---------- TEXTO CITADO ----------

Sucede, contudo, que da passagem da omissão de pronúncia para o conhecimento do mérito, reduziu a uma só as duas correcções objecto de recurso, passando a designar como "correcções relativas a edifícios arrendados" as que o recorrente designara como amortizações praticadas sobre despesas consideradas como trespasses, e apenas delas, e não das outras, tratou, como se conclui claramente da leitura do Acórdão recorrido, a fls. 502 a 504 dos autos, e se confirma, se tal fosse necessário, atendendo ao que se escreveu no n.°1 do respectivo sumário entretanto disponibilizado na Internet, onde se ê: «1. Não são considerados custos fiscais para efeitos do disposto no art° 23° do CIRC, as despesas efectuadas pelo recorrente com o pagamento de benfeitorias aos anteriores locatários de locais que este tomou de arrendamento com a finalidade de que estes cessassem os seus contratos de arrendamento, uma vez que as mesmas não são indispensáveis para a obtenção de proveitos sujeitos a imposto ou para a manutenção da fonte produtora».

---------- MATERIAL APRESENTADO ----------

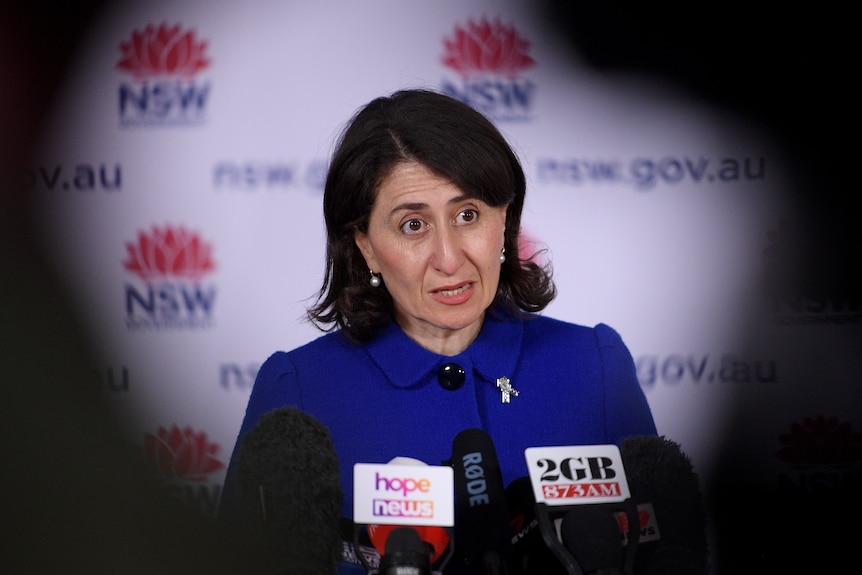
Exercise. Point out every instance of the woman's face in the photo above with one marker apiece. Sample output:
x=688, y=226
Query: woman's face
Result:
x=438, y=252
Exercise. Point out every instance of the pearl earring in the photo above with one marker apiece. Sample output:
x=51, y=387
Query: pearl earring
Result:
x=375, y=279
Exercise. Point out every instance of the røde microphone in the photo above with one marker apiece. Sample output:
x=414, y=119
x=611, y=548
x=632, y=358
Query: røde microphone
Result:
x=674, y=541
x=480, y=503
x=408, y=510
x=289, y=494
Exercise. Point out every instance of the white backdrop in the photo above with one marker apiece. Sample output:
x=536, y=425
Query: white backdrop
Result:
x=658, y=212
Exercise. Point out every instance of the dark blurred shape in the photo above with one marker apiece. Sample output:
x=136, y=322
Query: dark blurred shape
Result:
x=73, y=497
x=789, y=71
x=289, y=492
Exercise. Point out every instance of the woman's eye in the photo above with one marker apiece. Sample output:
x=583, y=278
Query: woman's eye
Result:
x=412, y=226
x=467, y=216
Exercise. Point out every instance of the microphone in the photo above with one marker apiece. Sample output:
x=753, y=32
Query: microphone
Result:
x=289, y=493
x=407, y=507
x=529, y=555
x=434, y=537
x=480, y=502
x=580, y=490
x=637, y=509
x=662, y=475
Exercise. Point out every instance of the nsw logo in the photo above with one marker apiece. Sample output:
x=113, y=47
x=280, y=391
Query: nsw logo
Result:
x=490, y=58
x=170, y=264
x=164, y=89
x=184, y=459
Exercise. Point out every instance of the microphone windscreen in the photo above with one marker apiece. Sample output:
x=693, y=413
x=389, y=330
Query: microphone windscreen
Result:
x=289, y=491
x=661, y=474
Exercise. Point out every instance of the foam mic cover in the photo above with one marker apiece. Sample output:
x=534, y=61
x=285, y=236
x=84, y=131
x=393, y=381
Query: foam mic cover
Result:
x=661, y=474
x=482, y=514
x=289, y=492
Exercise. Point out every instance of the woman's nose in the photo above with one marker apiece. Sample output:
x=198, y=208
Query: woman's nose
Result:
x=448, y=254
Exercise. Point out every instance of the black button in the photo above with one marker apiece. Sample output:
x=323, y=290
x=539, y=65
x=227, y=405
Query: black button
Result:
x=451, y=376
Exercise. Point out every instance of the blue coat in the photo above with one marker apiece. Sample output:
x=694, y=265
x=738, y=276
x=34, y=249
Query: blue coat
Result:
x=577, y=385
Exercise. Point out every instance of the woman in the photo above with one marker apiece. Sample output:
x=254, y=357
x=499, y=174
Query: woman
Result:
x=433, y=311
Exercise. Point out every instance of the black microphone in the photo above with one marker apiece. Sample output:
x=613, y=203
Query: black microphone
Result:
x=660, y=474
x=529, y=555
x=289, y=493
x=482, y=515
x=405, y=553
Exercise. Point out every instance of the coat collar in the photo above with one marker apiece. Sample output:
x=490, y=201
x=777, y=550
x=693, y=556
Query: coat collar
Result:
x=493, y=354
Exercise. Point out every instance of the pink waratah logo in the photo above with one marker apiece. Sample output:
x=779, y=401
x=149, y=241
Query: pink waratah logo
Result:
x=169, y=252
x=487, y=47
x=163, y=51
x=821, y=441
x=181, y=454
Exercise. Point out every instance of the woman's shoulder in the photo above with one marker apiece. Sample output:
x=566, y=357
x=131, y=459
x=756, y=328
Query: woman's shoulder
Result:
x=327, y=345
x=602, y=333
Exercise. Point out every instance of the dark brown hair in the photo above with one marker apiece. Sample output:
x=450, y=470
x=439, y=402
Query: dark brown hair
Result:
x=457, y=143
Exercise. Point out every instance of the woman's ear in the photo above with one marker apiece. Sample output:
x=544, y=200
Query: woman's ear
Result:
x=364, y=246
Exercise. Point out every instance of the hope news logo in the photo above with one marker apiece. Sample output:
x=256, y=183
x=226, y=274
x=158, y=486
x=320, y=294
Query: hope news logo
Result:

----------

### OBJETIVOS
(a) Segundo o n.º 1 do sumário transcrito no texto sobre o acórdão recorrido, porque não são consideradas custos fiscais as despesas com o pagamento de benfeitorias aos anteriores locatários?
(b) Continue o texto sobre o acórdão recorrido e as correções fiscais a partir do ponto em que termina.

### RESPOSTAS POR TAREFA
(a) Porque não são indispensáveis para a obtenção de proveitos sujeitos a imposto nem para a manutenção da fonte produtora.

(b)
Com isto, conclui-se no douto aresto do STA, o Tribunal Central Administrativo deixou de apreciar questão a cujo conhecimento estava vinculado, porque expressamente identificada nas conclusões das alegações de recurso, e que não estava prejudicada pela solução dada a outra, pois que as correcções eram autónomas entre si e tinham fundamentos diversos, o que fere o Acórdão proferido de nulidade por omissão de pronúncia (artigos 125.°, n°1 do Código de Procedimento e de Processo Tributário e 668.°,n.°1, alínea d) e 660.° n.° 2 do Código de Processo Civil).
Assim sendo, a sentença recorrida não pode manter-se e, consequentemente, passa a conhecer-se do mérito do recurso interposto pela impugnante.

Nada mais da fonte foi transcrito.